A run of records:
★ ★ ★ ★ ★ ★ ★

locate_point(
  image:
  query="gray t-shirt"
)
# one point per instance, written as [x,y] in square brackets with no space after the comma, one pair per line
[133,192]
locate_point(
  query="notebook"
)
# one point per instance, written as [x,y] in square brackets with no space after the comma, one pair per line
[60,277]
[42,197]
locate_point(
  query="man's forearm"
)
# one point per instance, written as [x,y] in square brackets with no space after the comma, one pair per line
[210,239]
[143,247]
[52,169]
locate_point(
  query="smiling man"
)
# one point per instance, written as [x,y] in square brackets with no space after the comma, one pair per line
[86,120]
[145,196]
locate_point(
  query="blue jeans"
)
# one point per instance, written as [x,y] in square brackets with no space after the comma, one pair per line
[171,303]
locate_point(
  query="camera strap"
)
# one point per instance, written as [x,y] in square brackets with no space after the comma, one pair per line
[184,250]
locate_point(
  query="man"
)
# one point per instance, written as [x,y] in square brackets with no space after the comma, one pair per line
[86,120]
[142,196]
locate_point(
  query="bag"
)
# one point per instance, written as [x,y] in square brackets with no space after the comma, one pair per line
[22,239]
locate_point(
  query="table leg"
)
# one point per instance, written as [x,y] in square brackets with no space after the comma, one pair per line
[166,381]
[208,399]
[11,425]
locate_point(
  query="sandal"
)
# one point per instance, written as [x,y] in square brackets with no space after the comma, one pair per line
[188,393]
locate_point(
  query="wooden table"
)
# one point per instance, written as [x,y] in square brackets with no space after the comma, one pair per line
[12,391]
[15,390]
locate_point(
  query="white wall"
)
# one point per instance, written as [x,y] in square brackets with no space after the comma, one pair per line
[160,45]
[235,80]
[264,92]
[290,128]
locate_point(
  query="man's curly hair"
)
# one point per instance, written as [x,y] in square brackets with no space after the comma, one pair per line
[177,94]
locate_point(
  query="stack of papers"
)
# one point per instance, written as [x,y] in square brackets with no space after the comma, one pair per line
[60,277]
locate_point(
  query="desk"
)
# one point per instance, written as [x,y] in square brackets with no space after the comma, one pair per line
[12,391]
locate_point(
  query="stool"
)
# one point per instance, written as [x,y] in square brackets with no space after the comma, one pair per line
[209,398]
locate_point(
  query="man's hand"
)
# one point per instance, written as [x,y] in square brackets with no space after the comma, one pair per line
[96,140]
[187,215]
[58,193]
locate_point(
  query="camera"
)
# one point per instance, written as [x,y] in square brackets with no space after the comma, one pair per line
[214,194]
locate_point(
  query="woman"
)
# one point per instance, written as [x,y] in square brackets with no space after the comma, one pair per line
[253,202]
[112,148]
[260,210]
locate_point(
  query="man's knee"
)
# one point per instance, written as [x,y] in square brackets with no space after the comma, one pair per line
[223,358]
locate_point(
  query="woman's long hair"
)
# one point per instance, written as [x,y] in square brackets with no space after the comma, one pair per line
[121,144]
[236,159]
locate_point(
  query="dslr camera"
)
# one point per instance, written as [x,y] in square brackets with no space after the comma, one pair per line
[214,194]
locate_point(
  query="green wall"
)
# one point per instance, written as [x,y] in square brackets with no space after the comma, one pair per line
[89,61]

★ ★ ★ ★ ★ ★ ★

Task requirements: Write out the material from the first line to the last, exactly.

Solution to the problem:
locate_point(
  image:
  query="gray t-shirt"
)
# one point per instance, written as [x,y] in square brackets with no space after the comma, one pair per line
[133,192]
locate_point(
  query="notebook"
)
# one point per instance, written as [x,y] in square brackets with no space after the comma, one pair per line
[60,277]
[42,197]
locate_point(
  query="man's forearm"
)
# one point per instance, written as [x,y] in square brackets with no space after the comma, one pair per line
[210,239]
[143,247]
[52,169]
locate_point(
  query="smiling man"
)
# one point per instance, written as [x,y] in square brackets with no space after the comma, one pair per line
[86,120]
[145,196]
locate_point(
  query="blue jeans"
)
# one point per instance, written as [x,y] in square brackets with no space after the comma, one pair per line
[171,303]
locate_point(
  query="camera strap"
)
# one point per instance, written as [x,y] in square brackets with no space after the comma, one pair per line
[184,250]
locate_point(
  query="man"
)
# one point per instance, written as [x,y] in square brackets with no space after the comma, one pair per line
[86,120]
[142,196]
locate_point(
  query="bag"
)
# one point per instance, written as [x,y] in square brackets with no space after the comma, one pair per line
[22,239]
locate_point(
  query="table leg"
)
# one point per instance, written as [x,y] in square brackets with no space after the comma, one pair per line
[166,381]
[208,399]
[11,425]
locate_point(
  query="sandal"
)
# one point per instance, written as [x,y] in square brackets with no space after the comma, one pair per line
[188,393]
locate_point(
  query="wooden table"
)
# one point per instance, written as [x,y] in square brackets with no space after the comma, one pair per line
[12,391]
[15,390]
locate_point(
  query="white wall"
)
# one point per instance, written as [x,y] in square brackets with no space after the comma, one pair per line
[160,45]
[235,80]
[264,92]
[290,128]
locate_point(
  query="man's curly hair"
)
# one point per instance, written as [x,y] in square brackets with no space after the comma, one pair per line
[177,94]
locate_point(
  query="stack of papers"
)
# one point per instance, written as [x,y] in square brackets with no space after the comma, one pair per line
[60,277]
locate_point(
  query="desk"
)
# one point per instance, written as [x,y] in square brackets with no space after the comma, one pair per line
[12,391]
locate_point(
  query="stool"
)
# one point per instance, written as [x,y] in square brackets with no space after the comma, one pair per line
[209,398]
locate_point(
  query="man's hand"
)
# one point per instance, written as [x,y] in square brackets with no space after the comma, one pair per line
[96,140]
[187,215]
[58,193]
locate_point(
  query="camera"
)
# one point per instance, written as [x,y] in square brackets with no space after the comma, one pair per line
[214,194]
locate_point(
  query="woman"
)
# one point per instance, written as [x,y] in square brackets with no space after the comma, one pair per line
[253,202]
[112,148]
[260,210]
locate_point(
  query="man's knee"
)
# one point per instance, written as [x,y] in square brackets with no space after the comma, one pair per line
[223,358]
locate_point(
  query="woman's long hair"
)
# one point per instance, written as [x,y] in square brackets with no space after the comma, one pair per line
[121,144]
[236,159]
locate_point(
  query="dslr camera"
)
# one point per instance, written as [x,y] in square brackets with no space after the comma, one pair per line
[214,194]
locate_point(
  query="green wall"
)
# one point per instance, written as [x,y] in square brackets with no space after the comma, one pair per line
[89,61]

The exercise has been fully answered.